**Problem set**
• A. In the thyristor circuit description, through which resistor does the data terminal DA go high when the PMOS transistor 63C turns on?
• B. Reproduce a passage from the thyristor circuit description, beginning at the words "Phase I: Turning-on" and stopping after the words "110C-1 turns on.".

**Quoted text**
┌──
Before time t1 shown in Fig. 15, the ON/OFF command signal DRVON-N, outputted from the data control circuit 61C, is the High level. If the PMOS transistor 63C is in the OFF state, the data terminal DA is at the Low level. The Low level at the data terminal DA is fed to the anodes of the respective light emitting thyristors 210C-1 to 210C-n through the connector 90-1, cable 80-1, connector 90-4, and common terminal IN. Thus, the anode-cathode voltage decreases, causing the anode current Ia to become zero, so that none of the light emitting thyristors 210C-1 to 210C-n emits light. A description will be given of the process for turning on the scanning thyristor 110C-1 in the first stage scanning circuit and the scanning thyristor 110C-2 in the second stage scanning circuit, respectively.

Phase I: Turning-on of Thyristor 110-1

At time t1 shown in Fig. 15, the first clock C1 goes high as depicted at "b" and the second clock C2 is at the Low level. The low level second clock C2 is fed to the gate of the scanning thyristor 110-1, causing the trigger current to flow through the anode-gate junction of the scanning thyristor 110C-1 and the diode 120-1 to the clock terminal CK2. Thus, the scanning thyristor 110C-1 turns on.
At time t2, the ON/OFF command signal DRVON-N goes low and is fed to the data driver circuit 62C. Thus, the PMOS transistor 63C turns on so that the data terminal DA goes high (High level) through the resistor 66. Therefore, a voltage substantially equal to the supply voltage VDD is applied across the anode-cathode junction of the light emitting thyristor 210C-1. At this time, the scanning thyristor 110C-1 has turned on, the gate potential of the scanning thyristor 110C-1 and the light emitting thyristor 210C-1 is substantially equal to the ground GND.
The High level on the data terminal DA applies voltage across the anode-gate junction of the light emitting thyristor 210C-1 causing gate current to flow therethrough. Thus, the light emitting thyristor 210C-1 turns on. As a result, an anode current Ia flows through the anode of the light emitting thyristor 210C-1 as depicted at "c" so that the light emitting thyristor 210C-1 emits light in accordance with the anode current Ia.
└──
**Dataset entries**
┌──
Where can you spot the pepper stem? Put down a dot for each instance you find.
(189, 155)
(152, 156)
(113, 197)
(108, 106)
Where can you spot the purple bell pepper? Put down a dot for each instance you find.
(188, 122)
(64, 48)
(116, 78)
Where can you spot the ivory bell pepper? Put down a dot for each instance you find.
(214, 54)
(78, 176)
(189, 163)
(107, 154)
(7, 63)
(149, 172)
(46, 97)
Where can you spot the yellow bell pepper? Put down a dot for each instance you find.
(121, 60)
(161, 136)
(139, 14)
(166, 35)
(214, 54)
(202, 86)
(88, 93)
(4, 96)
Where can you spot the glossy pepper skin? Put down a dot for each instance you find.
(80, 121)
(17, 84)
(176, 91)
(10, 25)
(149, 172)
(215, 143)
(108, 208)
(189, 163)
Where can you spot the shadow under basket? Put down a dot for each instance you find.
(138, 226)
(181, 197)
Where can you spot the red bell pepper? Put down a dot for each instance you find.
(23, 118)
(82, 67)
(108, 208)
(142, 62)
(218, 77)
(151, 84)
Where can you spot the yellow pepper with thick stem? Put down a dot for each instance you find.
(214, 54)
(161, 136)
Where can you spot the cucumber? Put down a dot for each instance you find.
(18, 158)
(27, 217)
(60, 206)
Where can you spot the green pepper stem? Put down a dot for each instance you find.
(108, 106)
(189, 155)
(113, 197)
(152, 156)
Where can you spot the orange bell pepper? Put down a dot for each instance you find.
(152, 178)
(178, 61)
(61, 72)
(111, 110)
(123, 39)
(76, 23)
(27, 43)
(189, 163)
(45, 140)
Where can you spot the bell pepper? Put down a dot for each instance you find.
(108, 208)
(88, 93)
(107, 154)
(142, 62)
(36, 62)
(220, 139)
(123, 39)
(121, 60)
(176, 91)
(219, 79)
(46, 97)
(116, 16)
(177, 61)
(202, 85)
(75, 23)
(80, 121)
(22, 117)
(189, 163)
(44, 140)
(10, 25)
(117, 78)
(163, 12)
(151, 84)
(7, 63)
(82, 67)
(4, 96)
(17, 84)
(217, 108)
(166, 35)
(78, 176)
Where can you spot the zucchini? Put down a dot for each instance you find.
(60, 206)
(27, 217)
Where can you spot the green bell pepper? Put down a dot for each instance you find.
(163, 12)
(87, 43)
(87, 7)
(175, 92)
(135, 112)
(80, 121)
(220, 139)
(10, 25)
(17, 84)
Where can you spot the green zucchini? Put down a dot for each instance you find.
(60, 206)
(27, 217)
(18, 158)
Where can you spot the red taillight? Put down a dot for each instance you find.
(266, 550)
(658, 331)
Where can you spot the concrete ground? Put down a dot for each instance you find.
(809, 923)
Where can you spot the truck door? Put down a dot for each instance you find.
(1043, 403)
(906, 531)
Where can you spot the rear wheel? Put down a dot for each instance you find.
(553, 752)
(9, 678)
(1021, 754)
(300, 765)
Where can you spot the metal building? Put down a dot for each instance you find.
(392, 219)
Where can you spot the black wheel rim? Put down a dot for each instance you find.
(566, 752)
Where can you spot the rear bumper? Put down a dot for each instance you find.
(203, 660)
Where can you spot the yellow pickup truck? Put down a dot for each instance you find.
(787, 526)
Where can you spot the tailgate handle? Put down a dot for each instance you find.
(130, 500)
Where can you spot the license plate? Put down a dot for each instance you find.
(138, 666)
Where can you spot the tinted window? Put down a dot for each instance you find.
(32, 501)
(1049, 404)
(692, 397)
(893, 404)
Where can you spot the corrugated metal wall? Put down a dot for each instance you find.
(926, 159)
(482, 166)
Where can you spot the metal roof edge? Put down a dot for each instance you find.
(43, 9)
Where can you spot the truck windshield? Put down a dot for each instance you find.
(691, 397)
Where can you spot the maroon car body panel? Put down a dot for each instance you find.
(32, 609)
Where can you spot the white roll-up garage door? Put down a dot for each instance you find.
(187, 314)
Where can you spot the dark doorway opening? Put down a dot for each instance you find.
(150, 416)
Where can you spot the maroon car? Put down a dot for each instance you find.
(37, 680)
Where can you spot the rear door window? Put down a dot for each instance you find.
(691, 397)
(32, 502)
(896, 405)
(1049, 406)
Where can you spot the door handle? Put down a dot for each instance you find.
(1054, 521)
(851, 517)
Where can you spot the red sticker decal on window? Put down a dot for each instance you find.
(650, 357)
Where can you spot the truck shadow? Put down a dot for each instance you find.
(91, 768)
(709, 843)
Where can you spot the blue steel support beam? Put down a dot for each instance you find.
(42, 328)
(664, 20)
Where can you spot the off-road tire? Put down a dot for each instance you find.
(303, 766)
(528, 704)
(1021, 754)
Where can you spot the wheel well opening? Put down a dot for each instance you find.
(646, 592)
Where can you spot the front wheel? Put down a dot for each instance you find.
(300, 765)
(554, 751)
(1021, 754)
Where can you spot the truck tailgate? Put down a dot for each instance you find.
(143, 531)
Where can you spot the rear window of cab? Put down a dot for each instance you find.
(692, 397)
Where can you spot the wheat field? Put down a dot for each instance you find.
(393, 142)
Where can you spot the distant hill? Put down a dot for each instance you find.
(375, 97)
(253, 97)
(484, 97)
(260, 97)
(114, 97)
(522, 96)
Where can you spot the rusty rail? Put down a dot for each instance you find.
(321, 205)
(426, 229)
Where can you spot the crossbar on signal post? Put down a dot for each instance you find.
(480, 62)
└──
**Solutions for each task**
• A. Resistor 66

• B.
Phase I: Turning-on of Thyristor 110-1

At time t1 shown in Fig. 15, the first clock C1 goes high as depicted at "b" and the second clock C2 is at the Low level. The low level second clock C2 is fed to the gate of the scanning thyristor 110-1, causing the trigger current to flow through the anode-gate junction of the scanning thyristor 110C-1 and the diode 120-1 to the clock terminal CK2. Thus, the scanning thyristor 110C-1 turns on.